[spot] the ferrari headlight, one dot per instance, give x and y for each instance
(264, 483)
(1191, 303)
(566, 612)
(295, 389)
# # # # #
◆ **Given task**: Write out every line of the material above verbatim, keeping each line's text and order unchanged.

◆ **Answer to the task**:
[spot] the ferrari headlight, one dot per instance, give x and y for each instance
(264, 483)
(1191, 303)
(566, 612)
(295, 389)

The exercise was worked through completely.